**DATA EXCERPTS**
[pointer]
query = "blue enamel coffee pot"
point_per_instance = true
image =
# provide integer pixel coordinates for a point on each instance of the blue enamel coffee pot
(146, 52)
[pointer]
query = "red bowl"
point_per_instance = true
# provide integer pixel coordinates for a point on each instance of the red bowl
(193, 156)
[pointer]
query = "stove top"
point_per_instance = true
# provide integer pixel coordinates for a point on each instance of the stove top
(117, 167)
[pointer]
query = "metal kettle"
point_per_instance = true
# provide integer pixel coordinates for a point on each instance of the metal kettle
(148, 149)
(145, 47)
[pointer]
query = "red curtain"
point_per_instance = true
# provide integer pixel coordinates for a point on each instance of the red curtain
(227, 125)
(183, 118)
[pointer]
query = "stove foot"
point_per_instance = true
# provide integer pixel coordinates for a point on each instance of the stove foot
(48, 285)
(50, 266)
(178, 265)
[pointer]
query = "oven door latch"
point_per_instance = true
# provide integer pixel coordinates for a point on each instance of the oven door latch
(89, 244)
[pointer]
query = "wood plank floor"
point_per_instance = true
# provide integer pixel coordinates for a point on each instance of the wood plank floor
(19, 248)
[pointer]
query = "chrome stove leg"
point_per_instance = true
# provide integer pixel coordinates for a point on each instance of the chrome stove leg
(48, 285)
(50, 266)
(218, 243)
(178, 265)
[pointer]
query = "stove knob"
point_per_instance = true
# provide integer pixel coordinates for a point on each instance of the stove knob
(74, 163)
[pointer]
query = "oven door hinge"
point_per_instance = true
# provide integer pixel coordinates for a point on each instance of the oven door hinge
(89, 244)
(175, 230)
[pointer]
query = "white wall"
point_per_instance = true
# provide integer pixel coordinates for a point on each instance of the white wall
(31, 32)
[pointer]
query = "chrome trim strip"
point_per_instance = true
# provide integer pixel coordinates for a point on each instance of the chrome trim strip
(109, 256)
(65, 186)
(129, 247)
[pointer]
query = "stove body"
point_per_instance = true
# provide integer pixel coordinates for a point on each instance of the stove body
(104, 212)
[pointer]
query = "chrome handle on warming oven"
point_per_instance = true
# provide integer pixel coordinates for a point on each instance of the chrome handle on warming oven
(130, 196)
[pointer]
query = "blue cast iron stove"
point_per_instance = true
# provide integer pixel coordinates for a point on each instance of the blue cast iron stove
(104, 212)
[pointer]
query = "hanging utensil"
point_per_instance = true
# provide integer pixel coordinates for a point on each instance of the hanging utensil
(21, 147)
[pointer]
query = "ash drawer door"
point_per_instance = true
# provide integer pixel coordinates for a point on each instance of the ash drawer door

**WORK INSTRUCTIONS**
Your task is to output all of the data above word for word.

**RESPONSE**
[pointer]
query = "blue enamel coffee pot"
point_per_instance = true
image =
# provide integer pixel coordinates for a point on each instance of the blue enamel coffee pot
(146, 52)
[pointer]
query = "red bowl"
point_per_instance = true
# provide integer pixel coordinates for a point on each instance of the red bowl
(193, 156)
[pointer]
query = "stove top"
point_per_instance = true
# provide integer pixel coordinates for a point on each instance of the stove top
(117, 167)
[pointer]
query = "metal kettle"
point_per_instance = true
# provide integer pixel coordinates for a point on each instance of the metal kettle
(148, 149)
(145, 47)
[pointer]
query = "red curtain"
point_per_instance = true
# provide integer pixel coordinates for a point on each instance of the red curtain
(227, 125)
(183, 118)
[pointer]
query = "stove foot"
point_per_instance = true
# provide integer pixel coordinates for a point on each instance of the stove foot
(48, 285)
(50, 266)
(178, 265)
[pointer]
query = "oven door latch"
point_per_instance = true
# provide integer pixel coordinates for a point on each instance of the oven door latch
(89, 244)
[pointer]
query = "wood plank floor"
point_per_instance = true
# provide integer pixel coordinates for a point on each instance of the wood plank floor
(19, 248)
[pointer]
query = "chrome stove leg"
point_per_instance = true
# provide integer pixel coordinates for a point on each instance of the chrome stove leg
(48, 285)
(50, 266)
(218, 243)
(178, 265)
[pointer]
query = "stove knob"
point_per_instance = true
# provide integer pixel coordinates for a point on each instance of the stove knob
(74, 163)
[pointer]
query = "oven door hinge"
point_per_instance = true
# provide integer pixel coordinates for a point on each instance of the oven door hinge
(89, 244)
(175, 230)
[pointer]
query = "white wall"
point_per_instance = true
# provide integer pixel coordinates for a point on each instance of the white wall
(31, 32)
[pointer]
query = "chrome trim strip"
point_per_instance = true
# provide integer pixel coordinates for a point on each instance of the chrome trim strip
(109, 256)
(65, 186)
(129, 247)
[pointer]
query = "stove body"
point_per_instance = true
# provide integer pixel coordinates for a point on each instance of the stove body
(104, 212)
[pointer]
query = "chrome handle on warming oven"
point_per_instance = true
# provide integer pixel coordinates for a point on each instance of the chrome handle on warming oven
(130, 196)
[pointer]
query = "blue cast iron stove"
point_per_instance = true
# provide integer pixel coordinates for a point on each instance of the blue cast iron stove
(104, 212)
[pointer]
query = "hanging utensil"
point_per_instance = true
# provide integer pixel coordinates for a point on each instance of the hanging utensil
(21, 147)
[pointer]
query = "ash drawer door"
point_per_instance = true
# provide integer pixel coordinates for a point on each instance of the ash drawer door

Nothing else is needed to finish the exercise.